● TEXT SECTION
Researchers develop machine learning method to predict unknown gene functions of microbes
An international team led by computational biologist Fran Supek at IRB Barcelona develop a machine learning method to predict unknown gene functions of microbes.
The system examines and compares 'big data' available on the metagenomes of human and environmental microbiomes.
Understanding the functions of genes in bacteria that form part of the human microbiome—the collection of microbes found inside our bodies—is important because these genes might explain mechanisms of bacterial infection or cohabitation in the host, antibiotic resistance, or the many effects—positive and negative—that the microbiome has on human health.
Surprisingly, the functions of a huge number of microbial genes are still unknown. This knowledge gap can be thought of as "genomic dark matter" in microbes, and neither computational biology nor current lab techniques have been able address this gap.
This challenge has now been tackled through an international collaboration between the Institute for Research in Biomedicine (IRB Barcelona) and two other interdisciplinary research centres, namely the IJS in Ljubljana (Slovenia) and RBI in Zagreb (Croatia). The findings have been published recently in Microbiome, the international journal of reference in microbiome research. The study was led by Fran Supek, computational biologist and leader of the Genome Data Science lab at IRB Barcelona, and first-authored by Vedrana Vidulin, a computer scientist affiliated to the centres in Slovenia and Croatia.
Intelligent prediction method
The researchers have developed a new computational method able to examine thousands of metagenomes simultaneously and identify the evolutionary signal that can predict the function of many microbial genes. This method, which analyses "big data" from human microbiomes (e.g. from the intestine or skin) and other metagenomes (e.g. from the soil or ocean) is based on a special kind of machine learning algorithm: it can create "decision trees" to predict hundreds of different functions at once, finding links between genes and at the same time predicting what they do in the microbial cell.
"This makes the algorithm very good at not getting confused by the noise in the metagenomic data, meaning that it is accurate and can confidently propose a biological role for a large number of genes with unknown functions. Intriguingly, it also proposes many additional functions for genes that already have some known role," says Supek.

● RECORD SET
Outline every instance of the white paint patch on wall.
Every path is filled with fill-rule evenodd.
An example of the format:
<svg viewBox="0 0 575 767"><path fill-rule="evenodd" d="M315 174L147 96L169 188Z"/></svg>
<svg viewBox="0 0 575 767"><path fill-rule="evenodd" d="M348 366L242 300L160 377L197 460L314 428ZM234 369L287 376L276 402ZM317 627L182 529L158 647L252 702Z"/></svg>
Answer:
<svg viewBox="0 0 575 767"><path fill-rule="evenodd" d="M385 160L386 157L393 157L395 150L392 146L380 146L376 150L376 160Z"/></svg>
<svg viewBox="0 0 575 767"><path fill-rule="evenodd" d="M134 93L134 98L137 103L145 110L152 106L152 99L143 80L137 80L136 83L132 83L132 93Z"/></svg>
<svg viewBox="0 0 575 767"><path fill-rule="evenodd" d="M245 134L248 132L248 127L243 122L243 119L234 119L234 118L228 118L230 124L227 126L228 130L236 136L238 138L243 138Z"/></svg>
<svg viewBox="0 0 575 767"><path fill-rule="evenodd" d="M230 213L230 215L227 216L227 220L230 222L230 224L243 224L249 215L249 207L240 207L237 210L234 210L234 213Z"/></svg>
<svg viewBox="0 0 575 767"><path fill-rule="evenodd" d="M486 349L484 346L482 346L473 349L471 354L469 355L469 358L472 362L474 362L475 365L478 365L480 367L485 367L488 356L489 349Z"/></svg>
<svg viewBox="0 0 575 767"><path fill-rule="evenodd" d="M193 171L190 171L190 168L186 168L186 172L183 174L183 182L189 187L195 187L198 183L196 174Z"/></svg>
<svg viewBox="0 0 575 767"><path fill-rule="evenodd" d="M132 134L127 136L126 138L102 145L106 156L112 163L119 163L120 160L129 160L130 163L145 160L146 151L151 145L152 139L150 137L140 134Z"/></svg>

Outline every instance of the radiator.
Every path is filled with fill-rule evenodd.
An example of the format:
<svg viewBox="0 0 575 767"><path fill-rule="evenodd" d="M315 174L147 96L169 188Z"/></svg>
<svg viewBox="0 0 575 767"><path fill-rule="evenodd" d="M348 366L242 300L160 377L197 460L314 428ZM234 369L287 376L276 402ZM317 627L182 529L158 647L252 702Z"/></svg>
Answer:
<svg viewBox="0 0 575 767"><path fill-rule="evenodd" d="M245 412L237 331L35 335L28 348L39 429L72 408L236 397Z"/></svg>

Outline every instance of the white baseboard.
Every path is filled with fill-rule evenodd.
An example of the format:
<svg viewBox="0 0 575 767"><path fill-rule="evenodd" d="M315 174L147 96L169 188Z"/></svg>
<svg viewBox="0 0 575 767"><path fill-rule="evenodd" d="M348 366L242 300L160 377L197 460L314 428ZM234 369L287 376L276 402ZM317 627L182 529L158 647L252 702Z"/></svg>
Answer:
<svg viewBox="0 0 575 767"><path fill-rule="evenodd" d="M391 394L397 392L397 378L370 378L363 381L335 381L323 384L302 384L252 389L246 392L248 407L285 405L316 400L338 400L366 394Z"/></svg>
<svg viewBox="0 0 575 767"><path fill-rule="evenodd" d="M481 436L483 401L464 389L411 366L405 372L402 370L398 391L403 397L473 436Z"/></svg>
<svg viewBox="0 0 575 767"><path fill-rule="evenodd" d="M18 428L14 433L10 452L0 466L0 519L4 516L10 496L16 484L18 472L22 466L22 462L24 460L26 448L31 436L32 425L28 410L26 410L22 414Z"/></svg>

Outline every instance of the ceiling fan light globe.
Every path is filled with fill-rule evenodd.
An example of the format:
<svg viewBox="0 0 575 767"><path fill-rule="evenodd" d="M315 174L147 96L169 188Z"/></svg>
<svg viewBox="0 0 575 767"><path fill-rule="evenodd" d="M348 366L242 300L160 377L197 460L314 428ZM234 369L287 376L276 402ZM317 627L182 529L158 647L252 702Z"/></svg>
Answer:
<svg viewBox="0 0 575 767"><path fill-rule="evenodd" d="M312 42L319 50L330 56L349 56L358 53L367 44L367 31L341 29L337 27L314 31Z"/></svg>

● WORK TASK
Continue the article on predicting microbial gene functions with machine learning, starting right after the quote that ends "genes that already have some known role."

● ANSWER BOX
The most important finding to emerge from this research is that the analysis of human microbiomes and other metagenomic data, such as those of the soil and ocean, allows researchers to assign hundreds of gene functions that have evaded current computational genomics approaches until now. "In other words, metagenomes allow scientists to see what ordinary genomes don't," explains the Croatian researcher, who was recently awarded a grant from the European Research Council (ERC).
Diversity is key
The scientists have found that different types of environments can predict different types of gene functions. For example, metagenomes from the ocean can be used to predict the genes used by bacteria for photosynthesis. But as the researchers point out, this could not have been discovered from the bacteria in the human gut. In contrast, the gut microbiome has been very useful for predicting key genes involved in the mechanisms underlying the development of disease and in the metabolism of alcohol and the biosynthesis of certain amino acids—predictions that would have been more difficult to make using microbiomes from the environment.
The authors conclude that, through machine learning, a large and diverse set of environments allows us to learn about many different gene functions in microbes. "Computational methods like this one are shedding light on the "dark matter" within microbial genomes -- the enormous number of genes in bacteria and in archaea whose functions are a mystery," says Supek.
The thousands of computational predictions generated will need to be validated in experiments. Once validated, they may lead to the discovery of new genes that explain how bacteria shape the ecosystems around us and indeed the ecosystem within us—the human microbiome.